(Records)
*****

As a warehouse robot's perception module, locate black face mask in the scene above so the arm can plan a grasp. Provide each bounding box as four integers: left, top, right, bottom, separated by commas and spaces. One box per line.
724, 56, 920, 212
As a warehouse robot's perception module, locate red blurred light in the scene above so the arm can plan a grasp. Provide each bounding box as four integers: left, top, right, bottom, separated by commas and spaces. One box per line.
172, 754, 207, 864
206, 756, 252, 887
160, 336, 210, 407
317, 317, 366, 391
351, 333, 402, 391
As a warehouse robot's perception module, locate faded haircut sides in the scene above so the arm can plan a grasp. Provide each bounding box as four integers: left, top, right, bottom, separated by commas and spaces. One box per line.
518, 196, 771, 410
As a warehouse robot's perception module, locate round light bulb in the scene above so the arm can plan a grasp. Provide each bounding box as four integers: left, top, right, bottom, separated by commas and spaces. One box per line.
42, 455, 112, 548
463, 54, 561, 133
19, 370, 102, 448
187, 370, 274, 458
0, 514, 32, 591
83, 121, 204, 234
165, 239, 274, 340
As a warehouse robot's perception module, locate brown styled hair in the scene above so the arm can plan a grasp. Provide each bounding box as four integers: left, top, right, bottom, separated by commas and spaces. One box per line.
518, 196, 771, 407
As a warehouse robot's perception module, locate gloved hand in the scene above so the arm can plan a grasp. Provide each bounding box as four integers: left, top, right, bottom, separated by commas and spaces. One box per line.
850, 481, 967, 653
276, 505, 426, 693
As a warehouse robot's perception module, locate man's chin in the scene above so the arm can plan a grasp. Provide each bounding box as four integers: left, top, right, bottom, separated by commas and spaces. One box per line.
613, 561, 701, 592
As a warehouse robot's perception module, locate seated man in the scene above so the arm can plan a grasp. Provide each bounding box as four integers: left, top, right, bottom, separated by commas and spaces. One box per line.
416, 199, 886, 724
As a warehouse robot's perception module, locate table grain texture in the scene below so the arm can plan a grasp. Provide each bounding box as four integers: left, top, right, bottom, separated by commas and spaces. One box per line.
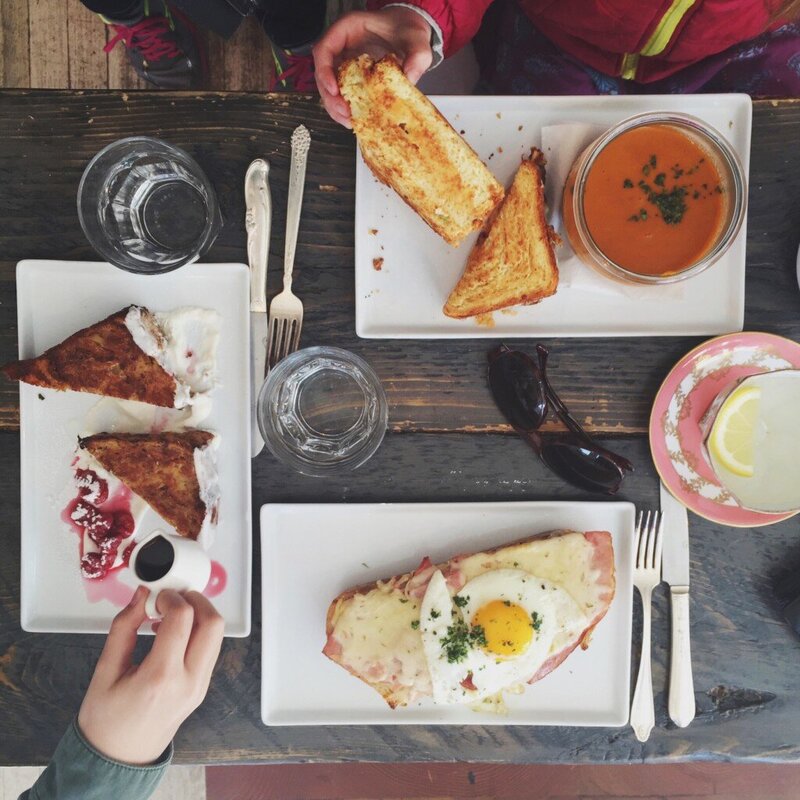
0, 91, 800, 764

*****

Short problem ▸
Could you render all of the items above as a two-column CSV headed item_text and answer, with one row per item, each field in double quotes, and line breaks inside a field replaced by spaces? Leave the pictures out.

Final result ▸
item_text,answer
"As a warehouse robot's perception module, locate black face mask in the scene above so the arm can plan a grasp. Provide each bounding box as four integers: left, top, right, bottom, separated by commas and spaces. One box per line.","724, 56, 920, 212"
"As a warehouse robot's perception module, locate red blurred light in the scene above so the arm can plan a grasp. Provide each bounding box as four integers: left, top, right, bottom, separated by commas and spaces. One box per line.","172, 754, 207, 864 206, 756, 252, 887 160, 336, 210, 407 317, 317, 366, 391 351, 333, 402, 391"
"As a warehouse robot's perception module, locate faded haircut sides in the scene above so the arm can plan a grasp. Provide each bounding box as four integers: left, top, right, bottom, separated by commas and spaces. One box per line.","518, 196, 771, 410"
"As a warehouse robot's perception module, locate round light bulb in the scene above so the arm can plan a grasp. Provide each bounding box as four integers: left, top, right, bottom, separated by commas and spaces. One box per line.","42, 455, 112, 548 463, 54, 561, 133 19, 370, 102, 448 187, 370, 274, 458 0, 514, 32, 591 83, 121, 204, 234 165, 239, 274, 340"
"As a warehouse robot's perception module, locate brown styled hair in the scene above so the arm can plan a grasp. Provide each bounding box as four integers: left, top, right, bottom, separated by commas and spaces. One box per line.","518, 196, 771, 407"
"As a warehouse robot's perception module, locate gloved hand in the scene above so the arm can plan a grasp. Provide each bounding box as four integers: left, top, right, bottom, separated by commas and spaces. One box per line.","850, 481, 967, 653 276, 505, 426, 693"
"As a warehouse robot's perception module, locate man's chin in the scene above so the arm can plan a grasp. Provide each bounding box as four integers: left, top, right, bottom, separated by commas and spaces. One box per line.","613, 561, 701, 592"
"As a warehouse robot's perception module, locate seated man in the scene above so the arm can plan a grasp. Provide each bounding box as four integers: left, top, right, bottom, separated by commas and spaces. One box per line.","416, 199, 886, 724"
"As a warehouse robot's perception module, locate table grain texture in the scene below so the arm can plan a grasp. Provide each bounding box as four integers: left, top, right, bottom, separated by commas and spaces. One box per line.","0, 91, 800, 764"